§ What you should do: Render the items starting at the line containing "Note: pick out the wooden organ" and ending at the line containing "column 489, row 58" as a Markdown table with the columns Row and Line. Give each line its own numbered row and omit blank lines.

§ Input for this task:
--------------------

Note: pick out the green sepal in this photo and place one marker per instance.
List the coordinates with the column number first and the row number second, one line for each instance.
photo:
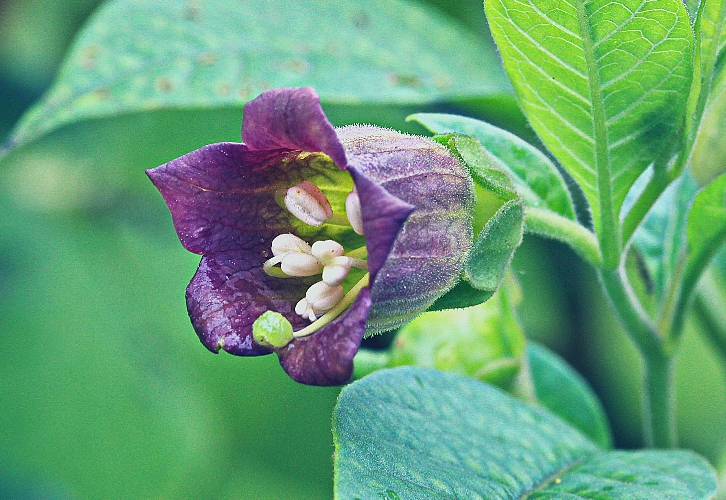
column 485, row 342
column 494, row 247
column 272, row 329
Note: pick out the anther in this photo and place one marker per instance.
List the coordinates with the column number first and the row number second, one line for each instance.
column 300, row 264
column 286, row 243
column 352, row 210
column 319, row 299
column 308, row 203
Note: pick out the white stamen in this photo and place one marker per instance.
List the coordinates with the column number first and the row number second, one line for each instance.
column 286, row 243
column 300, row 264
column 333, row 275
column 319, row 299
column 308, row 203
column 327, row 250
column 352, row 210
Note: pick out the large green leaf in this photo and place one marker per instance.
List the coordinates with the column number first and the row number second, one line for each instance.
column 535, row 177
column 706, row 228
column 417, row 433
column 604, row 84
column 710, row 31
column 106, row 390
column 563, row 391
column 494, row 246
column 709, row 151
column 485, row 341
column 660, row 243
column 139, row 56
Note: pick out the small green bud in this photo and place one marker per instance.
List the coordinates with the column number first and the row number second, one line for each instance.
column 272, row 329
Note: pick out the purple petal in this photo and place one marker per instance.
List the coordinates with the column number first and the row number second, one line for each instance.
column 326, row 357
column 383, row 217
column 429, row 252
column 221, row 197
column 290, row 118
column 229, row 292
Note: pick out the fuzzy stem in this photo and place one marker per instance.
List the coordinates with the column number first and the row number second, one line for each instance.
column 658, row 399
column 551, row 225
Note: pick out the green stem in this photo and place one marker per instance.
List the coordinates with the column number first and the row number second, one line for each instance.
column 631, row 314
column 644, row 203
column 658, row 359
column 709, row 308
column 551, row 225
column 694, row 269
column 659, row 402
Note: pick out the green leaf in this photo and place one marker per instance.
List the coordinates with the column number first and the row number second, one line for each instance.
column 565, row 393
column 535, row 177
column 494, row 248
column 136, row 56
column 660, row 243
column 106, row 390
column 417, row 433
column 709, row 151
column 706, row 229
column 604, row 84
column 462, row 295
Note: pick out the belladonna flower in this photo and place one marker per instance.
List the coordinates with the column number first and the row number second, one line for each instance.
column 312, row 236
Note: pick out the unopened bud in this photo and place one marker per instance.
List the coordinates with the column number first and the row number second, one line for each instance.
column 352, row 210
column 308, row 203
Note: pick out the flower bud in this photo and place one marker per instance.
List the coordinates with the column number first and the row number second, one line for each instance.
column 327, row 250
column 308, row 203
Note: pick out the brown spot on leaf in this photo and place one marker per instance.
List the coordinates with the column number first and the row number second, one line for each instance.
column 207, row 59
column 361, row 20
column 164, row 85
column 90, row 54
column 192, row 11
column 403, row 80
column 299, row 66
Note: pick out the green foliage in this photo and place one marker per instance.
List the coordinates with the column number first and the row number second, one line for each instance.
column 660, row 243
column 535, row 177
column 484, row 342
column 107, row 392
column 709, row 151
column 603, row 84
column 706, row 228
column 138, row 56
column 563, row 391
column 416, row 433
column 494, row 246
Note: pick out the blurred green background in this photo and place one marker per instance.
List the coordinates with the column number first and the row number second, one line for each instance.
column 105, row 391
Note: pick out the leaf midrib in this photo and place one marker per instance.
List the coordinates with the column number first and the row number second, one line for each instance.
column 608, row 228
column 553, row 477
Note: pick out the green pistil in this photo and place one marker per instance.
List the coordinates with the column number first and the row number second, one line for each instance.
column 272, row 329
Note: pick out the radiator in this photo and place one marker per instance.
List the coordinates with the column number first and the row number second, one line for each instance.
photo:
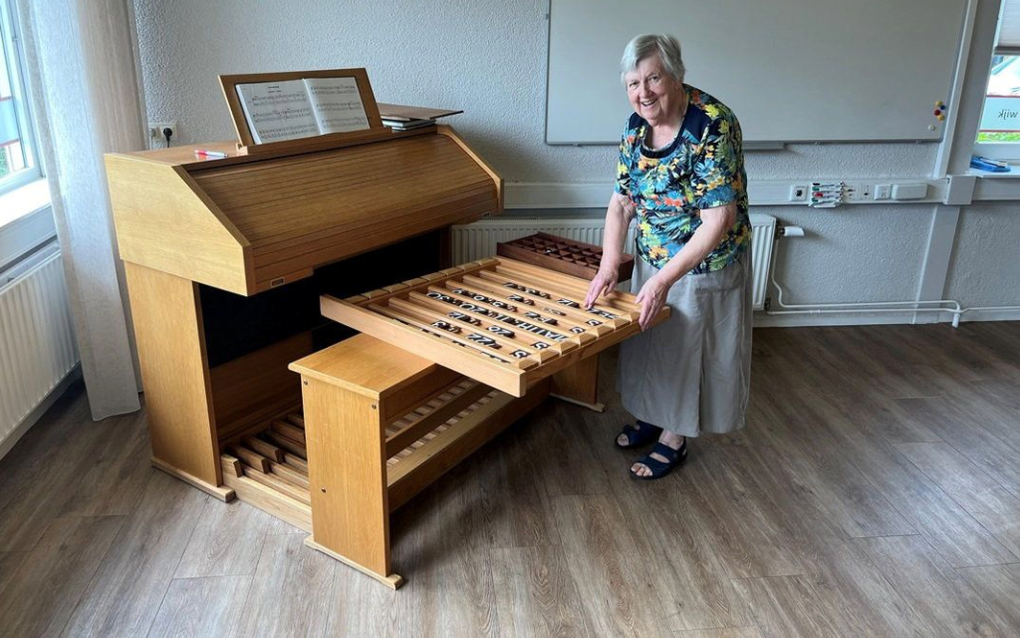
column 478, row 240
column 37, row 343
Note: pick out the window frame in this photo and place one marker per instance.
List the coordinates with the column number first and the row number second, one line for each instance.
column 14, row 53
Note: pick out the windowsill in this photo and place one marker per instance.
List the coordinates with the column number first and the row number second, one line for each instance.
column 23, row 201
column 1012, row 175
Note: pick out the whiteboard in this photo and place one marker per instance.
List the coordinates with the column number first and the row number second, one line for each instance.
column 793, row 70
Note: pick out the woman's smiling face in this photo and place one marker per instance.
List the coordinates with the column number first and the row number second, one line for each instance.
column 653, row 93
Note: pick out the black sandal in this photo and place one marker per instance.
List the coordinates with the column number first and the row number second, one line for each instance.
column 658, row 468
column 639, row 436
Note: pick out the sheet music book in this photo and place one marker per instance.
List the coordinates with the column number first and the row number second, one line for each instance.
column 300, row 108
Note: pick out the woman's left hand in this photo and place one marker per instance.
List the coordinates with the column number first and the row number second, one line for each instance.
column 652, row 297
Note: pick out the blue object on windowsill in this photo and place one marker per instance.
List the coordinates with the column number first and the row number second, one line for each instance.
column 991, row 165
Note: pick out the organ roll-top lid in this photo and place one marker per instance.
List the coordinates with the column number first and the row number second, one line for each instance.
column 246, row 224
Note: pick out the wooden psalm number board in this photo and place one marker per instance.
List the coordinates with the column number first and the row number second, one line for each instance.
column 562, row 254
column 500, row 322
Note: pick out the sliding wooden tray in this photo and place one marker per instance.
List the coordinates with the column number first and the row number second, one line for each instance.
column 500, row 322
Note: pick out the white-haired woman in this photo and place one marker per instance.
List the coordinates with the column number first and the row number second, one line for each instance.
column 681, row 173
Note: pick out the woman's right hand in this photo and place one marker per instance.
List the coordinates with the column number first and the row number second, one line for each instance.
column 602, row 284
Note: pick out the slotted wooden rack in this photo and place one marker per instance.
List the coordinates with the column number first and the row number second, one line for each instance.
column 270, row 468
column 501, row 322
column 562, row 254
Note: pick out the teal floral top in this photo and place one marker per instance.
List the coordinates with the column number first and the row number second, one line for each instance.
column 702, row 168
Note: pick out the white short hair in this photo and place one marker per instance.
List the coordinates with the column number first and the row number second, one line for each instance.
column 667, row 48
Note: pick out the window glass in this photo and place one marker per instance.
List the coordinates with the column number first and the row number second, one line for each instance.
column 1001, row 115
column 15, row 148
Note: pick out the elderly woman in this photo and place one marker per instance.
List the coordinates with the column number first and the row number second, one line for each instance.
column 681, row 173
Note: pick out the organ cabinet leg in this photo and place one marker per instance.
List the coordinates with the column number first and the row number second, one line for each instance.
column 167, row 317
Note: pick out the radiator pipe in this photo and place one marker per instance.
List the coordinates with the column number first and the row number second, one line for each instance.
column 864, row 306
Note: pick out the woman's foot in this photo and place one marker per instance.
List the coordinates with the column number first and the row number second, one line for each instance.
column 636, row 435
column 661, row 461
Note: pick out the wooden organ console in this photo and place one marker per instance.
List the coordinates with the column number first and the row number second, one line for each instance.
column 244, row 271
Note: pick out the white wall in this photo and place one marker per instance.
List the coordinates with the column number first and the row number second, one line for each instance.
column 489, row 58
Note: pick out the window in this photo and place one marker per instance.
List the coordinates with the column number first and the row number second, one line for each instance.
column 17, row 162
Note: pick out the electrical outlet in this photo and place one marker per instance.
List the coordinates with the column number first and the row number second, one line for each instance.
column 859, row 192
column 156, row 139
column 799, row 192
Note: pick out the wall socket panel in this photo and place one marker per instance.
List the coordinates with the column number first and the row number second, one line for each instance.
column 858, row 192
column 156, row 139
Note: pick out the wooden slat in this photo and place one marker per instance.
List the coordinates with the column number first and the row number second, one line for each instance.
column 614, row 304
column 290, row 475
column 566, row 314
column 420, row 469
column 266, row 449
column 251, row 458
column 470, row 346
column 296, row 461
column 419, row 284
column 291, row 432
column 430, row 346
column 580, row 338
column 430, row 315
column 526, row 337
column 286, row 445
column 297, row 512
column 278, row 485
column 496, row 280
column 447, row 410
column 231, row 464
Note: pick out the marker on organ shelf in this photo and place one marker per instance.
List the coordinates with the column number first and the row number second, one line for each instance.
column 200, row 152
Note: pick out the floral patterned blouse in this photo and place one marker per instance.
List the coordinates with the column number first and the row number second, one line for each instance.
column 702, row 168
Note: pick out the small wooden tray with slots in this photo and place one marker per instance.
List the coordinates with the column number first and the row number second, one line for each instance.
column 501, row 322
column 561, row 254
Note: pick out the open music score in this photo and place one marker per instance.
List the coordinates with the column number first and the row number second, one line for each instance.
column 302, row 110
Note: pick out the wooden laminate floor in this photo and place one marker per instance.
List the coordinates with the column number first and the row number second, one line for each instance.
column 875, row 492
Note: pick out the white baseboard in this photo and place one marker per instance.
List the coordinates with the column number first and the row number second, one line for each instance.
column 763, row 320
column 15, row 435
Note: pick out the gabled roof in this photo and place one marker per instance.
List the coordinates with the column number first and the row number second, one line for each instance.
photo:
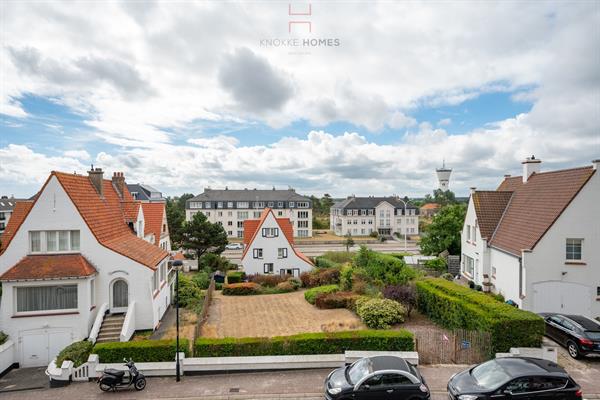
column 535, row 206
column 489, row 207
column 252, row 228
column 55, row 266
column 153, row 219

--------------------

§ Response to the exercise:
| Row | Line |
|---|---|
| 1 | Note: pick out the wooden organ console in this photo and place one marker per instance. |
| 2 | List the coordinates with the column number first and the row number second, one line for each instance. |
| 3 | column 244, row 271 |
| 4 | Note: pick out the white wall in this photo and place one marker per instance. |
| 5 | List the coordinates with the column number first and the row number second, one line for each instance. |
| 6 | column 489, row 58 |